Problem details:
Can you transcribe the reset check valve passage below word for word, from "[00141] As described" to "pounds of force."?

Document section:
*****
As a result, the downward biasing force acting to the reset ball-valve member
444 is provided.
The high pressure in the reset piston cavity 465 produces a high pressure
differential across
the reset ball-valve member 444 to continue to bias the reset ball-valve
member 444 seated,
i.e., to the closed position of the reset check valve 443. In other words, the
pressure in the
actuation piston cavity 465 hydraulically biases the reset check valve 443
closed for the
second and final half (i.e., 0.050 inch lift) of the single valve brake lift.
[00141] As described above, internal to the actuation piston 462 is the
reset spring 446
that biases the reset ball-valve member 444 upward to an open position of the
reset check
valve 443 with an approximate initial force of the reset spring 446 of 13
pounds of force.
During the expansion stroke 89 the cylinder pressure 89p will decrease rapidly
resulting from
the air released from the cylinder during the engine brake's compression
relief event near
TDC compression stroke.
*****
Dataset excerpts:
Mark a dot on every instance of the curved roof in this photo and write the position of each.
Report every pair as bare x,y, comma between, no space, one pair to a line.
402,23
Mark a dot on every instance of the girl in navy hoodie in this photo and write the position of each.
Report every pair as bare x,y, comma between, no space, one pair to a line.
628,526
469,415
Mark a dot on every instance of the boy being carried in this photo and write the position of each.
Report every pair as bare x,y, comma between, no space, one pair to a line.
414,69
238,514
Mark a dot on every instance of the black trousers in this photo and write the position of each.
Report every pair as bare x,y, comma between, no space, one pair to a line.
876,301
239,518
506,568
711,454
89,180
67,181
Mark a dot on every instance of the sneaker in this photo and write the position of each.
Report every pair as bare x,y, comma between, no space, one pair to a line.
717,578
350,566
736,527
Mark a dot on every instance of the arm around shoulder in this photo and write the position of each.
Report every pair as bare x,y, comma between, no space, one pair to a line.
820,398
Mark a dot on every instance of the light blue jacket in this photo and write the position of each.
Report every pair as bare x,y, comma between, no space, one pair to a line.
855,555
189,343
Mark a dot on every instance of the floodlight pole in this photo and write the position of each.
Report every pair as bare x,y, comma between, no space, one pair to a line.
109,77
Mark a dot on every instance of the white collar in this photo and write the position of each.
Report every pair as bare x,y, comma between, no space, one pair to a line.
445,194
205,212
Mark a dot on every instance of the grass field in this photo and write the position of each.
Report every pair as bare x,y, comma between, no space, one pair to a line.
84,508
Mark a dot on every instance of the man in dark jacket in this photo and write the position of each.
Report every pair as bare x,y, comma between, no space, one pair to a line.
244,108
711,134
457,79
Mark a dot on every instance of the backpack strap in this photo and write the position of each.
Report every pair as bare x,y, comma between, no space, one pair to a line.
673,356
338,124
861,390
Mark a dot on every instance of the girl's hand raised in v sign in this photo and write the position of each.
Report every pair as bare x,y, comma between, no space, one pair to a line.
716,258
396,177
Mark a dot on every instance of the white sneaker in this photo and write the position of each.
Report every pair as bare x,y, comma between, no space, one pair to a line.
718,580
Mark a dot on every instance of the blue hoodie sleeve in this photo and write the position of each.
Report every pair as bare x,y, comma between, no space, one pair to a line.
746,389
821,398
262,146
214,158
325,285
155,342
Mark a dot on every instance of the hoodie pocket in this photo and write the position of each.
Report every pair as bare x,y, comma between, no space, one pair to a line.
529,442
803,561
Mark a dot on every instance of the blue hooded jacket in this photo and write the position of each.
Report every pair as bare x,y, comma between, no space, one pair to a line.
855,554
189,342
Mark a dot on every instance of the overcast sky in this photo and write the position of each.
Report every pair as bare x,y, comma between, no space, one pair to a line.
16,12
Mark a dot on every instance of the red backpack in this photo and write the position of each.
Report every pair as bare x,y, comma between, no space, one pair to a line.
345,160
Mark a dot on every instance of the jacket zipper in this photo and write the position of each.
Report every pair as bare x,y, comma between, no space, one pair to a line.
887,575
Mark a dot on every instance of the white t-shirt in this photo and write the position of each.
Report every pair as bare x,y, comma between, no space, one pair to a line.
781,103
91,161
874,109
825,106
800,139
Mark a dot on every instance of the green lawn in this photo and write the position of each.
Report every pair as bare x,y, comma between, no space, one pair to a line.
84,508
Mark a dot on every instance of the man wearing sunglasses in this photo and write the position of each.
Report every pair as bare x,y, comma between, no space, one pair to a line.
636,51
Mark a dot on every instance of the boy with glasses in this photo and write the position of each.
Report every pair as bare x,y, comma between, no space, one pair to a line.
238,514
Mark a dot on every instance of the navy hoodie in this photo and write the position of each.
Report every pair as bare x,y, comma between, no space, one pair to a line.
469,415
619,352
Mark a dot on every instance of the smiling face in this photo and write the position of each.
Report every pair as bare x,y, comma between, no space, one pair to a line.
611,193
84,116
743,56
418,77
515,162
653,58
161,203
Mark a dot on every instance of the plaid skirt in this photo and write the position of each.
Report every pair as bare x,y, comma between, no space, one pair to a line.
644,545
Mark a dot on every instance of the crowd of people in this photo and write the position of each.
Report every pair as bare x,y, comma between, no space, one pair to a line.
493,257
*****
Exercise result:
[00141] As described above, internal to the actuation piston 462 is the
reset spring 446
that biases the reset ball-valve member 444 upward to an open position of the
reset check
valve 443 with an approximate initial force of the reset spring 446 of 13
pounds of force.